- PROBLEM TO SOLVE: Pick out every line in the records below that contains the word "Find", and copy each of those lines.

━━━ RECORDS PROVIDED

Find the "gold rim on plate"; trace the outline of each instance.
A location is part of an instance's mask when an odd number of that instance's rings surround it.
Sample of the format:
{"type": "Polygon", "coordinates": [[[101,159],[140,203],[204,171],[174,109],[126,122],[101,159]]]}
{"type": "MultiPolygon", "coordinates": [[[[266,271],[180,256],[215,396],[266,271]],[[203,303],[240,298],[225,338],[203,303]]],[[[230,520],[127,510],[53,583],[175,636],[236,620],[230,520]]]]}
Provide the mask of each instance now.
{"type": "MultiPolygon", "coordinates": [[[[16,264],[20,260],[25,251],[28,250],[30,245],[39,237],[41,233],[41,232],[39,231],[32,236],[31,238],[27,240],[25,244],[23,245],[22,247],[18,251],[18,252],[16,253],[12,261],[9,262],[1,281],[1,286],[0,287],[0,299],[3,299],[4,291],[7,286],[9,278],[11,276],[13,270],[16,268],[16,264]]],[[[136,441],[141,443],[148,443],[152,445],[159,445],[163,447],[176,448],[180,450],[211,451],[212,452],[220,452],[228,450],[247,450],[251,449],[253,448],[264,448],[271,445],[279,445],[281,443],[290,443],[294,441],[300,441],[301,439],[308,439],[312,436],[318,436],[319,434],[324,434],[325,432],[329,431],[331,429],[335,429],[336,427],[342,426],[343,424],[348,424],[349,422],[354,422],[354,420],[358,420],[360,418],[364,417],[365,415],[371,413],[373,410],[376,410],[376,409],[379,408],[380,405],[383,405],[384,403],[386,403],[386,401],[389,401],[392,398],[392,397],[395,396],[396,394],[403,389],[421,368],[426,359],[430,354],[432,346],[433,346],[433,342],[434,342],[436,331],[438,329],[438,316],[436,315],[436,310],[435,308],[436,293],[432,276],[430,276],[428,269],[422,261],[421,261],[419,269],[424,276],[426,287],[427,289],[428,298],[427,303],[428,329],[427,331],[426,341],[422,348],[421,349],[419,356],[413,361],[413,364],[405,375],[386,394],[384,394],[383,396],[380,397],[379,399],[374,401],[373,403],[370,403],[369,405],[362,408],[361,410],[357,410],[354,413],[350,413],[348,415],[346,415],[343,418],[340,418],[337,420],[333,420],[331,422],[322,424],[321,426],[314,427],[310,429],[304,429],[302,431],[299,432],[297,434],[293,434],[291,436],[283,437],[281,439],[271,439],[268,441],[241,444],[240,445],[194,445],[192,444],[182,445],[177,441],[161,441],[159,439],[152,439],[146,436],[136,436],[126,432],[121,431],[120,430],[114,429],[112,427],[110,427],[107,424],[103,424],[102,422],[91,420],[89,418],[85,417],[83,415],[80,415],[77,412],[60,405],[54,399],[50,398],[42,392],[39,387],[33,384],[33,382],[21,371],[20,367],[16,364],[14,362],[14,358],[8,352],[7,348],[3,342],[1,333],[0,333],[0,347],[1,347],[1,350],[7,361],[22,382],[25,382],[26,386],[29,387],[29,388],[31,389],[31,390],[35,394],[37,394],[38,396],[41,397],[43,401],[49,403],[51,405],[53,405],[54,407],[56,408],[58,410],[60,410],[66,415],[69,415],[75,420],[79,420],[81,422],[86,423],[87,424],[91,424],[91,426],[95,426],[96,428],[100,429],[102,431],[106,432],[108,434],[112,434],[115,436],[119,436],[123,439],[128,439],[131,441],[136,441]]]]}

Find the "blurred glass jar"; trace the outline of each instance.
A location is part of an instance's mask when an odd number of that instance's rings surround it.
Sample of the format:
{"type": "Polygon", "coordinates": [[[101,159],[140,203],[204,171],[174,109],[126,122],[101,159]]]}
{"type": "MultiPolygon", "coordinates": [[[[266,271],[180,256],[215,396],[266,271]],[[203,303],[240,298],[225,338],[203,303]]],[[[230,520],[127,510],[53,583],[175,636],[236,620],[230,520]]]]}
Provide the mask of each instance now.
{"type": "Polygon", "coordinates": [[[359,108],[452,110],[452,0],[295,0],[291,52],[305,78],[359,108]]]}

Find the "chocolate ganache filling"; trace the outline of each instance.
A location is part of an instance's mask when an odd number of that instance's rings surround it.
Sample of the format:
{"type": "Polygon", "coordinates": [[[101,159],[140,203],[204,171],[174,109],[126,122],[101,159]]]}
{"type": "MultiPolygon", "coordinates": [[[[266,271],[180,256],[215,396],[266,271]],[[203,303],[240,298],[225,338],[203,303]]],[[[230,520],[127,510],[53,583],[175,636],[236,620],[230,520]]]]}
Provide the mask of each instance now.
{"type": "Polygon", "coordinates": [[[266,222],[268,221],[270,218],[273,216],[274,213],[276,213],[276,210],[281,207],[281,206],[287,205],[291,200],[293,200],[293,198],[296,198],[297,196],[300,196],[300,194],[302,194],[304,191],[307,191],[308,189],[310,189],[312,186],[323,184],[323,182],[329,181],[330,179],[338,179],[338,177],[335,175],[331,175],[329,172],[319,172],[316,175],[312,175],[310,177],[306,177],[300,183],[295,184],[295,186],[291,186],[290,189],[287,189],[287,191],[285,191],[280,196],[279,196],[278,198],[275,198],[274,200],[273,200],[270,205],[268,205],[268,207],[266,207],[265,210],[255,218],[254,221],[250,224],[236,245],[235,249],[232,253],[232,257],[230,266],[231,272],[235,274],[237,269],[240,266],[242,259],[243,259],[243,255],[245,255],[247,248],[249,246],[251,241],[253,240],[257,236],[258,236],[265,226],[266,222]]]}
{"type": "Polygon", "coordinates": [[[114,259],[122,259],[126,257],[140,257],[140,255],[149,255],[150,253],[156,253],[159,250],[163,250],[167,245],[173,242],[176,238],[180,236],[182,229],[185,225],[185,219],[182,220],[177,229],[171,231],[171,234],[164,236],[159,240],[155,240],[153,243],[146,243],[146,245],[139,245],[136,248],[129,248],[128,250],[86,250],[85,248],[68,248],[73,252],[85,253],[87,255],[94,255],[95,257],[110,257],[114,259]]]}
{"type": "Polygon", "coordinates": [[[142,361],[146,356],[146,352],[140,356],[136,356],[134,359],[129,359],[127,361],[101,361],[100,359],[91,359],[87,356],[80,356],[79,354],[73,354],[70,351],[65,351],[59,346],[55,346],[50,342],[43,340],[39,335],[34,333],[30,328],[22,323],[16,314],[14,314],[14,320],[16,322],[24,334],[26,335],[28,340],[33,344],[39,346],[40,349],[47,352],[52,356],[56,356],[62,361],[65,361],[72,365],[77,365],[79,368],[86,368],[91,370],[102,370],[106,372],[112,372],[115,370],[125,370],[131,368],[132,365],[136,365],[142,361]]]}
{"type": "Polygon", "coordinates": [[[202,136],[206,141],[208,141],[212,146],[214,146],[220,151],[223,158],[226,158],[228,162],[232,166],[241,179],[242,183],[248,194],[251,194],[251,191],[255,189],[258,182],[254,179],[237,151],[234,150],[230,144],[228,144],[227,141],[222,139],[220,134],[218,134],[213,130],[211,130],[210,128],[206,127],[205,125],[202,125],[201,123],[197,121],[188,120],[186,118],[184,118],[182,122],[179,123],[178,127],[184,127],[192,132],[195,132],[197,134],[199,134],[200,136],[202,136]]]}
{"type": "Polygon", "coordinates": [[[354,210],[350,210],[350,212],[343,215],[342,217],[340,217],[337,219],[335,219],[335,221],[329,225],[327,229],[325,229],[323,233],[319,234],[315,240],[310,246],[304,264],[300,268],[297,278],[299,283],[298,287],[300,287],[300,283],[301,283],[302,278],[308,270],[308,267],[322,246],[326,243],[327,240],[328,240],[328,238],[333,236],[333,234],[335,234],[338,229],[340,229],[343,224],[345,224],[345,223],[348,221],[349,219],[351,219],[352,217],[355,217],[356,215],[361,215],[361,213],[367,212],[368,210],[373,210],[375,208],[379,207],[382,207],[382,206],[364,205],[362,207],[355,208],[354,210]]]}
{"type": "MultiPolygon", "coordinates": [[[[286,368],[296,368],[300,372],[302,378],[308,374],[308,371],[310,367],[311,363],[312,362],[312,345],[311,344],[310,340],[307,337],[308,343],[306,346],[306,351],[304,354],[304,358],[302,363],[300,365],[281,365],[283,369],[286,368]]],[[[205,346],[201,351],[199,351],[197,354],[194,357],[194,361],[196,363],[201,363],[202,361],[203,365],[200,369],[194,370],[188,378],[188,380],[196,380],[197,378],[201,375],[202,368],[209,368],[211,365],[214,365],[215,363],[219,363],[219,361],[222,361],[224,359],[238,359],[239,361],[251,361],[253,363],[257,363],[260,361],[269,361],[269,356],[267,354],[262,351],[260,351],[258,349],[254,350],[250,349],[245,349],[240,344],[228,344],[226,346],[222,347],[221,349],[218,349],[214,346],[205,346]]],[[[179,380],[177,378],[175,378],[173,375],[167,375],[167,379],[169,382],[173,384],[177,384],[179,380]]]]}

━━━━━━

- FULL OUTPUT:
Find the "gold rim on plate"; trace the outline of each instance.
Find the "blurred glass jar"; trace the outline of each instance.
Find the "chocolate ganache filling"; trace the outline of each instance.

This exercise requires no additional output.